__Your instructions__:
Write the data below out again, with each line matching the original.
::: Supplied records :::
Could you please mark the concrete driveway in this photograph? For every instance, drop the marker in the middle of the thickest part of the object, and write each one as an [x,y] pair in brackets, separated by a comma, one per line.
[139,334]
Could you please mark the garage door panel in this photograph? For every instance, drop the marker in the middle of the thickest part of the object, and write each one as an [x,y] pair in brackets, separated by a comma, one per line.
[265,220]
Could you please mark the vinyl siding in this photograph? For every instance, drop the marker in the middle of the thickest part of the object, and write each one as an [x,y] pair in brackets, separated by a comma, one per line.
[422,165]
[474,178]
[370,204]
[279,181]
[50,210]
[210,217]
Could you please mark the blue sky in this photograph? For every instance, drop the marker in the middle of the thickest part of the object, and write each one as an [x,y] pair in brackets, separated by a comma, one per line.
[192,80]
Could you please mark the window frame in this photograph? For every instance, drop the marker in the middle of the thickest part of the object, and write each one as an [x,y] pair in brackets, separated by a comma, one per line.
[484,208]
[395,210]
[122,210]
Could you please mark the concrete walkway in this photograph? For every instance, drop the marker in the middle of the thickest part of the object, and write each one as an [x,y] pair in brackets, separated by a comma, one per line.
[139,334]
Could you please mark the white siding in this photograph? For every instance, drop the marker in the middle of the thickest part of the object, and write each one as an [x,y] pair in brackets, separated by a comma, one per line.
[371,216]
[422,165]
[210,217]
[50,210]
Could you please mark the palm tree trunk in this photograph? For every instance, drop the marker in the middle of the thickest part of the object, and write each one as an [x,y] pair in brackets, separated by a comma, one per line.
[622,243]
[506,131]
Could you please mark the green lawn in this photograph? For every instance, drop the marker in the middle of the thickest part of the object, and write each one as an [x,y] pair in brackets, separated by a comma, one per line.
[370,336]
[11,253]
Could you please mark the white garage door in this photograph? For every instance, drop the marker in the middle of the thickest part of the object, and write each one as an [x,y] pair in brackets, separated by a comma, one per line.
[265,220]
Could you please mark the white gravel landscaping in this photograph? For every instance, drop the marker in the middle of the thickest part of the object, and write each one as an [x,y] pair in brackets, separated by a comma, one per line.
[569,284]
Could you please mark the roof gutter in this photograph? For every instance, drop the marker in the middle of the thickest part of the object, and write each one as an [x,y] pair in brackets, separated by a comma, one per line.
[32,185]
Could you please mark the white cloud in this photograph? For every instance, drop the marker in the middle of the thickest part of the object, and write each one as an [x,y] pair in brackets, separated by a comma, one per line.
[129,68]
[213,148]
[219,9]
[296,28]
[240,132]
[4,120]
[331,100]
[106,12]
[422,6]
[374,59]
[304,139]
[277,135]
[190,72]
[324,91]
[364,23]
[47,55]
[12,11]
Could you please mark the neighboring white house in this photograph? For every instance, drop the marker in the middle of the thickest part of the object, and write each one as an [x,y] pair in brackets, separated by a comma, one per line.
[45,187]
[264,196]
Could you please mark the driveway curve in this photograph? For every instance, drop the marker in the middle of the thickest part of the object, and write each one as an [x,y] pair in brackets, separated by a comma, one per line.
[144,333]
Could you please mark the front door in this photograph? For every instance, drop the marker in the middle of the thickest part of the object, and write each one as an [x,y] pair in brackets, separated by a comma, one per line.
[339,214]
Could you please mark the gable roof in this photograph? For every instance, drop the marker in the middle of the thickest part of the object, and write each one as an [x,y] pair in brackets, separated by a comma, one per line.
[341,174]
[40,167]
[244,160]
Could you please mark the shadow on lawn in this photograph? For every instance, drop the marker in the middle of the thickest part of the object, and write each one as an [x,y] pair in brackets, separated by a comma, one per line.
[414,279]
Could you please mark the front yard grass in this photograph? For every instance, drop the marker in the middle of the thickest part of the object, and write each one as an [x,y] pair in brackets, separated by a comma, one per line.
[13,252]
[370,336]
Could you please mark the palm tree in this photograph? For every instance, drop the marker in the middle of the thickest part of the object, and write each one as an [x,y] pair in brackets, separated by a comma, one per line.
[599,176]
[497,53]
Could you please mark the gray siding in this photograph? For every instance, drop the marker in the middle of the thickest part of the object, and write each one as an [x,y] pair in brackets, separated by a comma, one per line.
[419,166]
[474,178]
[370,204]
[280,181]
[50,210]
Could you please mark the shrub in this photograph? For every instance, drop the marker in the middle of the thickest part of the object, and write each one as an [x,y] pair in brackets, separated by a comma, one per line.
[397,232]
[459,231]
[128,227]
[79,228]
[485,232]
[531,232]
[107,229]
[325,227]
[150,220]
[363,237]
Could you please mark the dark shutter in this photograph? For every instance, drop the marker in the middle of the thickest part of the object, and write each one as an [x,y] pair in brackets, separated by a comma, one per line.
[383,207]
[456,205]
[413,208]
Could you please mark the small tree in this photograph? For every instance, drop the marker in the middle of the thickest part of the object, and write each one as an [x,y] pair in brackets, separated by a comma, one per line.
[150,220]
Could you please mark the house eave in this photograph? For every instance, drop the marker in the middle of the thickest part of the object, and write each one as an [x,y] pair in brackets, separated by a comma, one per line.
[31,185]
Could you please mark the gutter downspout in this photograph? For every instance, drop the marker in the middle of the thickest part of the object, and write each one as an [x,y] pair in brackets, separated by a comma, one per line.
:::
__Written response__:
Could you please mark the concrete driveway in this photograph? For every instance, drop the marker in the middle of the thickest part of the object, and write each one as an [x,y] pair in brackets, separated by a comma, one per line.
[139,334]
Could you please mark the garage door panel in this photograph? For every instance, drop the marker in the middle of the thickest part of the object, and write each one as an [x,y] pair in brackets, separated by a comma, one per line.
[265,220]
Could you please mark the vinyl siding in this photograph? For every instance, drop the marker in the middle of the thickest part of the object, and write each one as an [x,y] pair in brackets, separated by a comma, one per line.
[422,165]
[474,178]
[370,204]
[279,181]
[50,210]
[210,217]
Could you please mark the blue sky in this photograph? For every instance, drop the marker in the middle of the thickest part of the object, and write each one as an [x,y] pair in brackets, separated by a comma, one per line.
[192,80]
Could you please mark the window frame in this photograph? For every instance, drop the marker in the middle of the thickest part of the object, and write each one as an [x,y] pair in brackets, separated by a comma, one per line.
[484,208]
[395,210]
[122,210]
Could you please mark the concrete walkway in this photograph? For every instance, drop the marker in the middle of the thickest part of the object, and write each one as an [x,y] pair in brackets, separated by a comma, one per line.
[139,334]
Could you please mark the white siding in this photograph? For every instance, drop the marker in the middle of the thickest part of the object, and write each one as an [x,y] pair in brackets, separated by a comma, one per line.
[371,216]
[422,165]
[210,217]
[50,210]
Could you please mark the palm tree trunk in this photograph? For every instance, drop the marker in the middle of the thickest part of the object, and write each one as an [x,y] pair in brackets, separated by a comma, one per line.
[622,243]
[506,131]
Could you please mark the green lawn in this photograph? For every instance, drop the marker in the middle of the thickest part of the object, and write each one as an [x,y] pair in brackets, separated by a comma, one per line.
[370,336]
[11,253]
Could you please mark the white garage door in this photograph? For every instance, drop the marker in the middle of the thickest part of the object, and write each one as an [x,y] pair in brackets, separated by a comma, one per line.
[265,220]
Could you please mark the white gravel landscaping in this photograph? For every instance, drop the marker in the middle of the thickest part of the object, and write each one as an [x,y] pair in brackets, separated by a comma, one per line.
[569,284]
Could you please mark the roof gutter in this photograph? For every instance, drop the marker in the middle of the thickest part of the object, and write each one as an [x,y] pair in brackets, separated by a comma, one per line.
[32,185]
Could you please mark the white cloud in this photograph? For every instance, drop the marker in the middle of the thickest part of the object, and write each one as an [x,y] pair in brackets, separated by a comma, one per line.
[129,68]
[213,148]
[219,9]
[296,28]
[240,132]
[4,120]
[331,100]
[106,12]
[422,6]
[374,59]
[304,139]
[277,135]
[190,72]
[324,91]
[364,23]
[47,55]
[12,11]
Could you please mark the neighboring white house in this photograph? For every instance, drop the marker in the middle of the thickest part of the object, and write each one as an [x,y] pair in brackets, separated by a comma, one per line.
[45,187]
[264,196]
Could you please mark the driveway curve in this photograph? For every instance, drop the marker in the middle of the thickest part of the object, and write each one as an [x,y] pair in brackets, separated by a comma, one per line.
[144,333]
Could you please mark the front door in this photograph? For every instance, drop the marker in the middle of the thickest part of the object, and write each one as an [x,y] pair in brackets, separated by a comma, one per line.
[339,214]
Could you please mark the gable roof in this photograph? For every instance, drop the marker in the middle of the thickest part of the object, and write each one as an [x,y] pair in brackets, separated by a comma, one per line.
[341,174]
[40,167]
[244,160]
Could you please mark the shadow on lawn in this photograph? For every instance, drop the marker in the middle of the thickest part of the object, and write each one as an [x,y] pair in brackets, separated by a comma, one per line.
[414,279]
Could you please mark the front yard grass in this photograph? For every instance, drop the marker in the middle of the thickest part of the object, and write each one as an [x,y] pair in brackets, separated by a comma, one per line.
[13,252]
[370,336]
Could you please mark the palm tree in this photograph? For every instance, drop the marker in the middle of the thickest part of the object, and write each one as an [x,y] pair in brackets, separated by a comma, one per line.
[599,176]
[497,53]
Could you please mark the gray siding in this photograph? For every instance, drop the marker in the middle of the thickest part of the object, and write each one as an [x,y] pair in brackets, separated by a comma, one per line.
[419,166]
[474,178]
[370,204]
[280,181]
[50,210]
Could you please mark the shrub in this photograph? For every instance, drop the marker in the middle of the thickest part of the object, and write each one as an [x,y] pair in brackets, separated by a comma, one per line.
[397,232]
[459,231]
[128,227]
[79,228]
[485,232]
[531,232]
[107,229]
[325,227]
[150,220]
[363,237]
Could you please mark the dark shutter in this photograph? For every instance, drop the marker in the middle of the thickest part of the object, and write each one as an [x,y] pair in brackets, separated by a comma, one per line.
[383,207]
[456,205]
[413,208]
Could you please mark the small tree in this photograph? For every instance, drop the marker in the middle of the thickest part of the object, and write each one as an [x,y] pair in brackets, separated by a comma, one per line.
[150,220]
Could you please mark the house eave in this photograph? For every instance, drop the marker in the middle of the thickest part of the object, and write each one as an [x,y] pair in brackets, separated by a comma, one per line.
[31,185]
Could you please mark the gutter downspout in this photograph? For every instance, drop the marker in the middle of the thickest part of the object, and write each one as an [x,y] pair in brackets, separated by a comma, one per line.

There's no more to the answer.